**Records provided**
^^^^^^^^^^^^^^^^
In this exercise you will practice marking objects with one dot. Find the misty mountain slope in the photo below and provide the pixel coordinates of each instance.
^^^^^^^^^^^^^^^^
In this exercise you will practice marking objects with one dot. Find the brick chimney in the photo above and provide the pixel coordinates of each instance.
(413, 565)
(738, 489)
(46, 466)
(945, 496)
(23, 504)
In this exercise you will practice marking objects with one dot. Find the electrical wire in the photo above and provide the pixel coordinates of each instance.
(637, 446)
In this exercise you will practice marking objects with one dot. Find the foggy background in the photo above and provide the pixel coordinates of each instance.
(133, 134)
^^^^^^^^^^^^^^^^
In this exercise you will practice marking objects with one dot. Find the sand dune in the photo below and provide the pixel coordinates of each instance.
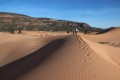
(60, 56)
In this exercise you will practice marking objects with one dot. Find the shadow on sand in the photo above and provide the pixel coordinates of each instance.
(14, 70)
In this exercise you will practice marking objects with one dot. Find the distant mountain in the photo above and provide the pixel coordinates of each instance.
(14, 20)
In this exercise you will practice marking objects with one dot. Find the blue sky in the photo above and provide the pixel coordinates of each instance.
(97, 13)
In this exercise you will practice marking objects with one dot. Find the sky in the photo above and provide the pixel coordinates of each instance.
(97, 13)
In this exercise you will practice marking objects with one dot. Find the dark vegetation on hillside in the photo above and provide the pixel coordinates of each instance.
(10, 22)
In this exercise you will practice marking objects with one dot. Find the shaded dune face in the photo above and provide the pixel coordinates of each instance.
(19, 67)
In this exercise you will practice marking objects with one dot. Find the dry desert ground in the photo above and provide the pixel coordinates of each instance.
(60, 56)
^^^^^^^^^^^^^^^^
Locate each row above that contains the word "mountain", and copy those rows in full.

**Result below**
In this exercise you will practice marking objects with one dot. Find the misty mountain slope in the photo below and provide the pixel coordinates of each instance.
In this exercise you will practice marking objects with one dot. Find the distant mountain in the photo above and provide the pixel coordinates of each instance.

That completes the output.